Records from a collection
------------------------------------------------------------

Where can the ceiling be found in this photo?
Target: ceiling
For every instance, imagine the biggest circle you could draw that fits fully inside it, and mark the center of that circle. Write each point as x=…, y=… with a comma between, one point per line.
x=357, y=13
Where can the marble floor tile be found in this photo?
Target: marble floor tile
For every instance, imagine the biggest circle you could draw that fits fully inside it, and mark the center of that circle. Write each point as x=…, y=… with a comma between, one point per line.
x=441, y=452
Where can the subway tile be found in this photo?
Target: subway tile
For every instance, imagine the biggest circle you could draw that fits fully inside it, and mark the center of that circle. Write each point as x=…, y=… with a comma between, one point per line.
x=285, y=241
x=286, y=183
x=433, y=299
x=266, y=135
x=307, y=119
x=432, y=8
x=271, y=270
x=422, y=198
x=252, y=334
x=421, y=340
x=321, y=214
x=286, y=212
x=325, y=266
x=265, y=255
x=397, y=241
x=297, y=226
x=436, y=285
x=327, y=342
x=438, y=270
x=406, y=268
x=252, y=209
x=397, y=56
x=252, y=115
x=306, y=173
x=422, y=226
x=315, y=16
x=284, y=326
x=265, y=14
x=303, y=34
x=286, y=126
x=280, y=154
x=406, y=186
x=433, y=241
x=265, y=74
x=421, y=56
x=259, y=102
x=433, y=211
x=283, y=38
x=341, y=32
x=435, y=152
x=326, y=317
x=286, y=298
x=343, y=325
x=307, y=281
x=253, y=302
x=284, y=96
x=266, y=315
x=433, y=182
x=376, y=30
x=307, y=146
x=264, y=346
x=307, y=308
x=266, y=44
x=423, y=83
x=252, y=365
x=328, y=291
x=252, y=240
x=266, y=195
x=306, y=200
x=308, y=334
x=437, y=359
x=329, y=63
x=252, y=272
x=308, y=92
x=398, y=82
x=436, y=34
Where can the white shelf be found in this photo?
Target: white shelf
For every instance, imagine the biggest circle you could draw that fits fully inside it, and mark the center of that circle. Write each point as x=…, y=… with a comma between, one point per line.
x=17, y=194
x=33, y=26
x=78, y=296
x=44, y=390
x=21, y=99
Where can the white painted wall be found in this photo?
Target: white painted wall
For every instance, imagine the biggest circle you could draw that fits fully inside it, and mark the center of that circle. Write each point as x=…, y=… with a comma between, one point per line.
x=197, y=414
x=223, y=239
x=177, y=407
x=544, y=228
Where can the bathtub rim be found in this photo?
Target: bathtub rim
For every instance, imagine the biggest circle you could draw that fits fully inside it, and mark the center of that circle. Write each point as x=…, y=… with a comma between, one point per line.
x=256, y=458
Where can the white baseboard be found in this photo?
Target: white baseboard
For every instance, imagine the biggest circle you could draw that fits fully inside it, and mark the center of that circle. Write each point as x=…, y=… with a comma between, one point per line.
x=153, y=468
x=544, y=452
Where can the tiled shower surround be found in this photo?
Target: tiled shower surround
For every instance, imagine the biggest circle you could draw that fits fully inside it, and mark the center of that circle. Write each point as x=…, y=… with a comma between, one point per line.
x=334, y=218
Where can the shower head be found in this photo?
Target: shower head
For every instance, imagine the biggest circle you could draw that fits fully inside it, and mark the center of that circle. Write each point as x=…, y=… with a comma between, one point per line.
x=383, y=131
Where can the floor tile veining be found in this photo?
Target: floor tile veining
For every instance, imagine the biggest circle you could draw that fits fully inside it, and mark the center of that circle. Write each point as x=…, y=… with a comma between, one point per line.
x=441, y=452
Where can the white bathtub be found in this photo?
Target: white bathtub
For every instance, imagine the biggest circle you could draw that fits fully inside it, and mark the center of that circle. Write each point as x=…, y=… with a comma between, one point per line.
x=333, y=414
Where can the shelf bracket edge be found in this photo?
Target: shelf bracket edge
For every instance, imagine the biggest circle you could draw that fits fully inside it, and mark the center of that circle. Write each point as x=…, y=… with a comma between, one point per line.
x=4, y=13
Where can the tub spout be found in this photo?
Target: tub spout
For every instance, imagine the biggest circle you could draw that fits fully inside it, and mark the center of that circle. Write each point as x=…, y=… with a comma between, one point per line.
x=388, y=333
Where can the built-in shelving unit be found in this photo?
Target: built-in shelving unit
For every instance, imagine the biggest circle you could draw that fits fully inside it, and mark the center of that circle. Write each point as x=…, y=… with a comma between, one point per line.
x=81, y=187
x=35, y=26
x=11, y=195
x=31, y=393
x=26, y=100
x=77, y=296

------------------------------------------------------------

What you need to do: Please swap "instance" for "occurrence" in everything from the line containing "Where can the shelf" down through the end of the data. Return only those lines, with nothing else changed.

Answer to the task:
Where can the shelf bracket edge be found in this photo?
Target: shelf bracket edge
For every occurrence, imagine the biggest circle you could draw that fits fully inside it, and mark the center of that circle. Write each point as x=…, y=… with a comma between, one point per line.
x=4, y=13
Where can the tub spout be found in this photo?
Target: tub spout
For every occurrence, imagine the biggest circle you could draw that fits fully inside it, and mark the center of that circle. Write each point as x=…, y=… with a comma between, one point per line.
x=388, y=333
Where can the built-in shelving unit be found in this photo?
Target: built-in shelving unit
For every occurrence, imagine the biggest circle you could draw that fits fully inside it, and mark the center of that circle. Write each point as x=…, y=… with a comma between, one point per line.
x=81, y=187
x=35, y=26
x=11, y=195
x=31, y=393
x=26, y=100
x=77, y=296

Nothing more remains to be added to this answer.